• JOB 1: From the Poincaré group text, copy the passage that begins at the words "Another way of" and stops after the words "for the group.".
• JOB 2: In the Poincaré group text, what informal name is the group sometimes given?
• JOB 3: Write the next part of the Poincaré group text, picking up after its final sentence.

• TEXT EXTRACT:
## START

If one ignores the effects of gravity, then there are ten basic ways of doing such shifts: translation through time, translation through any of the three dimensions of space, rotation (by a fixed angle) around any of the three spatial axes, or a boost in any of the three spatial directions, altogether 1 + 3 + 3 + 3 = 10.

If one combines such isometries together (implementing one and then the other), the result is also such an isometry (although, in general, a linear combination of the ten basic ones detailed). These isometries form a group. That is, there is an identity (no shift, everything stays where it was), and inverses (move everything back to where it was), and it obeys the associative law. The name of this specific group is the "Poincaré group".

## Technical explanation

The Poincaré group is the group of isometries of Minkowski spacetime. It is a 10-dimensional noncompact Lie group. The abelian group of translations is a normal subgroup, while the Lorentz group is also a subgroup, the stabilizer of the origin. The Poincaré group itself is the minimal subgroup of the affine group which includes all translations and Lorentz transformations. More precisely, it is a semidirect product of the translations and the Lorentz group,

$\mathbf{R}^{1,3} \rtimes SO(1,3) \,.$

Another way of putting this is that the Poincaré group is a group extension of the Lorentz group by a vector representation of it; it is sometimes dubbed, informally, as the "inhomogeneous Lorentz group". In turn, it can also be obtained as a group contraction of the de Sitter group SO(4,1) ~ Sp(2,2), as the de Sitter radius goes to infinity.

Its positive energy unitary irreducible representations are indexed by mass (nonnegative number) and spin (integer or half integer), and are associated with particles in quantum mechanics −−see Wigner's classification.

In accordance with the Erlangen program, the geometry of Minkowski space is defined by the Poincaré group: Minkowski space is considered as a homogeneous space for the group.

## END

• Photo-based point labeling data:
## START

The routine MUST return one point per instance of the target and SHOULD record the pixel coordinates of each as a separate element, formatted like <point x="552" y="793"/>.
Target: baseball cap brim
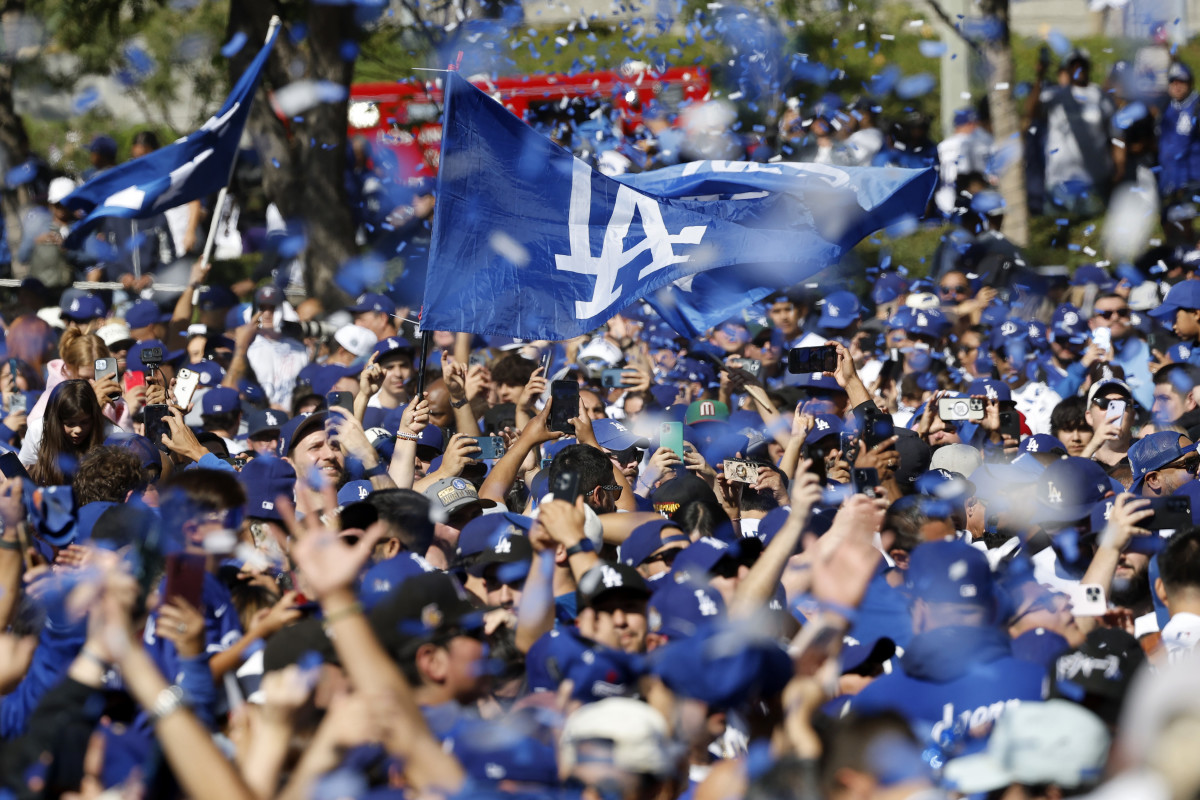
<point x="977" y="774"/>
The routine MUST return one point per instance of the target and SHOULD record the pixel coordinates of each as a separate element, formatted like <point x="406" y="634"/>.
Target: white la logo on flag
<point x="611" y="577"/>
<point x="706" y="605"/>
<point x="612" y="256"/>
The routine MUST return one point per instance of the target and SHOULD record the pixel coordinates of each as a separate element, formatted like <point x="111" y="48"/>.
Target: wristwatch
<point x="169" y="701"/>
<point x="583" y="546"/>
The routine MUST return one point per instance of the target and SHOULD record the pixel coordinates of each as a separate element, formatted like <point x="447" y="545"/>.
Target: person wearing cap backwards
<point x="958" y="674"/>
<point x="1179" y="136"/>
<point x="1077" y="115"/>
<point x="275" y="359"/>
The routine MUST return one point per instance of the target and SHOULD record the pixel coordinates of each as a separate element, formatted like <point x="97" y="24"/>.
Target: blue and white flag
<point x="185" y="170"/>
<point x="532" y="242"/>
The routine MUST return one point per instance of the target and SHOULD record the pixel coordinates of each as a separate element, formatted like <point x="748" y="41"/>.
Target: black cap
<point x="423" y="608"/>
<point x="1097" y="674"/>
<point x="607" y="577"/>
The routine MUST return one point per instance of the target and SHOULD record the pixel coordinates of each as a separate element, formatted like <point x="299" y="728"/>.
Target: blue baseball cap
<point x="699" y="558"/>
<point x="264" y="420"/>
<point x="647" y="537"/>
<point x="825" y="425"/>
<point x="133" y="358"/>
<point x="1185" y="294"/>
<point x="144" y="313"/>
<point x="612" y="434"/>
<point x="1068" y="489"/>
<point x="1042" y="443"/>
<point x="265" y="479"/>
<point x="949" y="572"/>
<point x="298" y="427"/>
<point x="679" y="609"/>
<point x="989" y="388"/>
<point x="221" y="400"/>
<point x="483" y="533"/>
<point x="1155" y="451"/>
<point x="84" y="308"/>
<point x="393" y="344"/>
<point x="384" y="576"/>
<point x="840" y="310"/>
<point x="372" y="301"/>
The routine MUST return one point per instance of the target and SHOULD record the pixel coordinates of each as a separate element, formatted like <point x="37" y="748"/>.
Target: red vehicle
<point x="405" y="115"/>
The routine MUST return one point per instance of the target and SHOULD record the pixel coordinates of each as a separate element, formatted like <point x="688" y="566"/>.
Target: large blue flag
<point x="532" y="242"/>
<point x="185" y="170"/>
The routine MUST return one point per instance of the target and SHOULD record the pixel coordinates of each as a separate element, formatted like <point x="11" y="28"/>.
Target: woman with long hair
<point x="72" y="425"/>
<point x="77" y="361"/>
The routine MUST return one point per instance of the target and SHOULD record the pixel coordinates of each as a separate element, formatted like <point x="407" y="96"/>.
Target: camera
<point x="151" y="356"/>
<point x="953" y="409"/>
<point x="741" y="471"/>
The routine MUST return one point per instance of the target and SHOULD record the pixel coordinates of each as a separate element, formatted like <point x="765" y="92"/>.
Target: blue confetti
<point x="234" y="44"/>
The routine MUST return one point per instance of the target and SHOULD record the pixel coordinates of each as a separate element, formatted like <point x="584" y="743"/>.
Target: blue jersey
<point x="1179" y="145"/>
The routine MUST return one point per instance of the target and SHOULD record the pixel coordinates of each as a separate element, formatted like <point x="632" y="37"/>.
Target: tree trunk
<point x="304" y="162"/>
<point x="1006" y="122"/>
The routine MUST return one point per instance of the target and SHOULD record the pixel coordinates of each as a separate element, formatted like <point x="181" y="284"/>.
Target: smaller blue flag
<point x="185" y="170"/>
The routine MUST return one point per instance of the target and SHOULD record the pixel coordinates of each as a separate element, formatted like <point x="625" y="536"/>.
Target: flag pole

## END

• WRITTEN RESPONSE 1:
Another way of putting this is that the Poincaré group is a group extension of the Lorentz group by a vector representation of it; it is sometimes dubbed, informally, as the "inhomogeneous Lorentz group". In turn, it can also be obtained as a group contraction of the de Sitter group SO(4,1) ~ Sp(2,2), as the de Sitter radius goes to infinity.

Its positive energy unitary irreducible representations are indexed by mass (nonnegative number) and spin (integer or half integer), and are associated with particles in quantum mechanics −−see Wigner's classification.

In accordance with the Erlangen program, the geometry of Minkowski space is defined by the Poincaré group: Minkowski space is considered as a homogeneous space for the group.

• WRITTEN RESPONSE 2: The "inhomogeneous Lorentz group."

• WRITTEN RESPONSE 3:
The Poincaré algebra is the Lie algebra of the Poincaré group. More specifically, the proper (detΛ=1), orthochronous (Λ00≥1) part of the Lorentz subgroup (its identity component), SO+(1, 3), is connected to the identity and is thus provided by the exponentiation exp(iaμPμ) exp(μνMμν/2) of this Lie algebra. In component form, the Poincaré algebra is given by the commutation relations,[4][5]

 $~[P_\mu, P_\nu] = 0\,$ $~\frac{ 1 }{ i }~[M_{\mu\nu}, P_\rho] = \eta_{\mu\rho} P_\nu - \eta_{\nu\rho} P_\mu\,$ $~\frac{ 1 }{ i }~[M_{\mu\nu}, M_{\rho\sigma}] = \eta_{\mu\rho} M_{\nu\sigma} - \eta_{\mu\sigma} M_{\nu\rho} - \eta_{\nu\rho} M_{\mu\sigma} + \eta_{\nu\sigma} M_{\mu\rho}\, ,$

where P is the generator of translations, M is the generator of Lorentz transformations, and η is the Minkowski metric (see sign convention).

The bottom commutation relation is the ("homogeneous") Lorentz group, consisting of rotations, Ji = −ϵimnMmn/2, and boosts, Ki = Mi0. In this notation, the entire Poincaré algebra is expressible in noncovariant (but more practical) language as

$[J_m,P_n] = i \epsilon_{mnk} P_k ~,$
$[J_i,P_0] = 0 ~,$
$[K_i,P_k] = i \eta_{ik} P_0 ~,$
$[K_i,P_0] = -i P_i ~,$
$[J_m,J_n] = i \epsilon_{mnk} J_k ~,$
$[J_m,K_n] = i \epsilon_{mnk} K_k ~,$
$[K_m,K_n] = -i \epsilon_{mnk} J_k ~,$

where the bottom line commutator of two boosts is often referred to as a "Wigner rotation". Note the important simplification [Jm+i Km , Jn−i Kn] = 0, which permits reduction of the Lorentz subalgebra to su(2)su(2) and efficient treatment of its associated representations.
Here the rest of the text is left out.